• Aim:
Scale the listing below from the line containing "Practice. Place a marker on each instance of the front" up to and including its final line. Rewrite every line in that span, changing only the x and y coordinates in the answers: multiply each by 0.45 and round to a whole number, with halves rounded up.

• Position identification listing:
○ ○ ○ ○

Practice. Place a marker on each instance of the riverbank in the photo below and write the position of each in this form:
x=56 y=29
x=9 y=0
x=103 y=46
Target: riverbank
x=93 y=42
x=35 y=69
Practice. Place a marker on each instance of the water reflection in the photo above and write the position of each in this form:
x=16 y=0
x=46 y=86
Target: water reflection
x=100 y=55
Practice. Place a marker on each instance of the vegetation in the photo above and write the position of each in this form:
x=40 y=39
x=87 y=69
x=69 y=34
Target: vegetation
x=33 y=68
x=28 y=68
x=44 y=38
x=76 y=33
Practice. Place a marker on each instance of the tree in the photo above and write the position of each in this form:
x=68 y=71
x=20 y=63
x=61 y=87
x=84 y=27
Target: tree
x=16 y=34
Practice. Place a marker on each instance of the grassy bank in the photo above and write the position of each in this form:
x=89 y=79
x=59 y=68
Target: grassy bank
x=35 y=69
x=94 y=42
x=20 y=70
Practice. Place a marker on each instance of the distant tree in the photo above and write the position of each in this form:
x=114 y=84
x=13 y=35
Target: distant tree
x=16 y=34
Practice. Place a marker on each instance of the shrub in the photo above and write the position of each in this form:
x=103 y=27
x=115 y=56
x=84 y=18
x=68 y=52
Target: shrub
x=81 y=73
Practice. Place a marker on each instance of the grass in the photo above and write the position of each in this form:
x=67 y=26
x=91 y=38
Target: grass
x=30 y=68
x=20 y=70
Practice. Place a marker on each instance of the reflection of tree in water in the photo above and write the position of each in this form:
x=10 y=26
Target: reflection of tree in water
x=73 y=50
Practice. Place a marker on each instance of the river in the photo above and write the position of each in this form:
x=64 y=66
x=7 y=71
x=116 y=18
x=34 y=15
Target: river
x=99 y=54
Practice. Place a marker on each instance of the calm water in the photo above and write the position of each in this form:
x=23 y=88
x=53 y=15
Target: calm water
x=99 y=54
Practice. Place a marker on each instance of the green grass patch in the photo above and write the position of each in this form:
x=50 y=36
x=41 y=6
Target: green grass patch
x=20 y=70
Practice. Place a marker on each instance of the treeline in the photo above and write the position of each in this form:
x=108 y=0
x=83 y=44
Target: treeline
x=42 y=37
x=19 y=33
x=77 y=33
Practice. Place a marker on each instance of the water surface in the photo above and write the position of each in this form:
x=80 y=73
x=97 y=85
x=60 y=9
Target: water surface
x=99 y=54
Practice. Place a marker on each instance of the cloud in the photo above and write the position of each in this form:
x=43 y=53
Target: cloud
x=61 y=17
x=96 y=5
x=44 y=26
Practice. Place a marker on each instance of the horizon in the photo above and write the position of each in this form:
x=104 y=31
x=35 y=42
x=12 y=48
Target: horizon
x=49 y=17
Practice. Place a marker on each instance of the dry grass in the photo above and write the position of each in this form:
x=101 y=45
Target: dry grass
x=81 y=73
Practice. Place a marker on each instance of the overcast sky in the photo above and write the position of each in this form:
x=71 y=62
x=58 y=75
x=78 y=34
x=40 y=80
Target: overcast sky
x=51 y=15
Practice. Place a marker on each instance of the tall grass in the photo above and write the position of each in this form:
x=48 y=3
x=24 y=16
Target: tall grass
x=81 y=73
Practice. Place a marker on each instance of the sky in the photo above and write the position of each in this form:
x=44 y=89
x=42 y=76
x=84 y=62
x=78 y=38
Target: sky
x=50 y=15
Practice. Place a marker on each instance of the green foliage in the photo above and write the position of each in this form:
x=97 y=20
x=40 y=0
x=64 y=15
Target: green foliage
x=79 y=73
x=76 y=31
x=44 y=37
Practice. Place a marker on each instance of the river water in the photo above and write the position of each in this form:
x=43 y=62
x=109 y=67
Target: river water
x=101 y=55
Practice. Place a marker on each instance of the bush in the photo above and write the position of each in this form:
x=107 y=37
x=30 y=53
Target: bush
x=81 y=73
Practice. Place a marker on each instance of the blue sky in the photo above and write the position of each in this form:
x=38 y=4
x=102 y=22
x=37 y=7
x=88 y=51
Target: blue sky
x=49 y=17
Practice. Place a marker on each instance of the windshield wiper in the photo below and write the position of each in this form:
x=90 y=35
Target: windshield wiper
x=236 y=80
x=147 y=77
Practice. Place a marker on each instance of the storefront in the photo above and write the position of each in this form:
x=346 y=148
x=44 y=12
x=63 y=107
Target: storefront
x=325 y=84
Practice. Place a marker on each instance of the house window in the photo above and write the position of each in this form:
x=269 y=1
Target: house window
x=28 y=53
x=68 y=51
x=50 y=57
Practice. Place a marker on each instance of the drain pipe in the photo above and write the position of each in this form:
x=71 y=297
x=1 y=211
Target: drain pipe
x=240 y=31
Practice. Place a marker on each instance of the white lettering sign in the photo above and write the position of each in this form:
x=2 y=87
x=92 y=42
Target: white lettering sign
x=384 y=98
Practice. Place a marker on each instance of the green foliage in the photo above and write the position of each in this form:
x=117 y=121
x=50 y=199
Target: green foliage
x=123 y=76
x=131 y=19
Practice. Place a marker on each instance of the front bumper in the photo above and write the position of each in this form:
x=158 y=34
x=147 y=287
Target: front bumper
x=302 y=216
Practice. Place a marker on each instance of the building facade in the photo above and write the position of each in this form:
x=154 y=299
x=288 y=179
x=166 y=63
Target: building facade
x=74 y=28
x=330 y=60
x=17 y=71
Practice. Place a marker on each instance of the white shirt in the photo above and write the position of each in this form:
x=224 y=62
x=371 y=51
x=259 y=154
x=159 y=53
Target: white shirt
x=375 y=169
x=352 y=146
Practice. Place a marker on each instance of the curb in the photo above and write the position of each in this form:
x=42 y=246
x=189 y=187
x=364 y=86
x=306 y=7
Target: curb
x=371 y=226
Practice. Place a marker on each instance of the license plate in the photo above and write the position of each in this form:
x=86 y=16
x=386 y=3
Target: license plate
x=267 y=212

○ ○ ○ ○

• Response to the exercise:
Practice. Place a marker on each instance of the front bumper in the photo above and write the position of each in this form:
x=158 y=34
x=147 y=287
Target: front bumper
x=136 y=97
Practice. Place a marker on each instance of the building facade in the photo above and write the position of each in this form:
x=154 y=299
x=288 y=179
x=166 y=63
Target: building facade
x=33 y=13
x=149 y=27
x=8 y=32
Practice. Place a marker on each instance of the white shirt in the photo above and write the position of each in this form:
x=224 y=62
x=371 y=51
x=259 y=154
x=159 y=53
Target: white shirt
x=169 y=76
x=158 y=66
Practice. Place a marker on each instance of the curb in the photo above and write the position of each in this form:
x=42 y=246
x=189 y=187
x=364 y=86
x=306 y=7
Target: curb
x=167 y=102
Practice. Place a marker on each instance of the license plate in the photo above and write the position of each in this form:
x=86 y=16
x=386 y=3
Target: license plate
x=120 y=95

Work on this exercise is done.